#### Problem description:
Repeat all entries exactly.

[Extracted data entries]
┄┄┄┄┄┄
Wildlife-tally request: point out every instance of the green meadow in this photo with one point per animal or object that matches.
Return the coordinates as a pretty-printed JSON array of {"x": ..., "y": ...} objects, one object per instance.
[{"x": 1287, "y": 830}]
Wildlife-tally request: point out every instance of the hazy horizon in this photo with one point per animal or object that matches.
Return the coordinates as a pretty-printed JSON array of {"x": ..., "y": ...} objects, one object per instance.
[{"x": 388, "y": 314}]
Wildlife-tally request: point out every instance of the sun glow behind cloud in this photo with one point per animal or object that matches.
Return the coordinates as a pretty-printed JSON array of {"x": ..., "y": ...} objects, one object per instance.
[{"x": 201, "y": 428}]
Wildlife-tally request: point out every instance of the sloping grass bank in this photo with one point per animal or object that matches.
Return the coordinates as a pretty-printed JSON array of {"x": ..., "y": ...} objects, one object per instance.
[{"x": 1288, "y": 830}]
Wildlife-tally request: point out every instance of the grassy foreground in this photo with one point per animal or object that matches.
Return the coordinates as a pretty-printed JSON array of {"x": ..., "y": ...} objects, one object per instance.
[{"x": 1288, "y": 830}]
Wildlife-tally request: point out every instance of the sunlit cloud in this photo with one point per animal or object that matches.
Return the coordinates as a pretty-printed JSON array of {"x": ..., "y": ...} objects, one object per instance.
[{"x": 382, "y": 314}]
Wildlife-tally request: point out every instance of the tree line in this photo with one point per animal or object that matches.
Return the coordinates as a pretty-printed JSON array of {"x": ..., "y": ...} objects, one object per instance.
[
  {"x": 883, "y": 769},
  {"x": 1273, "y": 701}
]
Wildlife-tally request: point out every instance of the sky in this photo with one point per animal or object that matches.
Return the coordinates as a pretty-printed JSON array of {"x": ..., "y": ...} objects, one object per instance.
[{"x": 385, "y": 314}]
┄┄┄┄┄┄
#### Solution for this problem:
Wildlife-tally request: point out every instance of the green meadow in this photo with one point per animal or object that matches.
Return the coordinates as a pretty-printed JSON array of {"x": ..., "y": ...} objects, one object per instance.
[{"x": 1287, "y": 830}]
Wildlife-tally request: point out every instance of the hazy horizon in this photo with one point per animal or object that matches.
Return the coordinates as a pretty-printed JSON array of {"x": ..., "y": ...} objects, one object per instance.
[{"x": 388, "y": 314}]
Wildlife-tally request: point out every instance of the sun glow behind cloud in this photo with one point per animal or object that matches.
Return the coordinates as a pretty-printed JSON array of {"x": ..., "y": ...} objects, one object per instance.
[{"x": 201, "y": 428}]
Wildlife-tally request: point out every instance of the sloping grass bank in this photo with one point per animal or object that matches.
Return the coordinates as a pretty-printed JSON array of {"x": ..., "y": ...} objects, one object per instance.
[{"x": 1288, "y": 830}]
Wildlife-tally request: point out every instance of the grassy foreground in this photo with one point per animal or object that matches.
Return the coordinates as a pretty-printed JSON array of {"x": ..., "y": ...} objects, one object per instance.
[{"x": 1288, "y": 830}]
Wildlife-tally request: point out every instance of the sunlit cloud in this photo with one point per animal or object that matches.
Return the coordinates as a pretty-printed JSON array of {"x": ..., "y": ...} objects, one object per instance.
[{"x": 382, "y": 314}]
Wildlife-tally request: point out every instance of the tree line in this photo with one point per animal or object that matches.
Return the coordinates as a pretty-printed JSON array of {"x": ..., "y": ...} objects, one object per instance.
[
  {"x": 883, "y": 769},
  {"x": 1273, "y": 701}
]
Wildlife-tally request: point out every instance of the sky in this photo with one point per animal or object that matches.
Return the coordinates as a pretty-printed JSON array of {"x": ..., "y": ...} objects, one object per instance.
[{"x": 385, "y": 314}]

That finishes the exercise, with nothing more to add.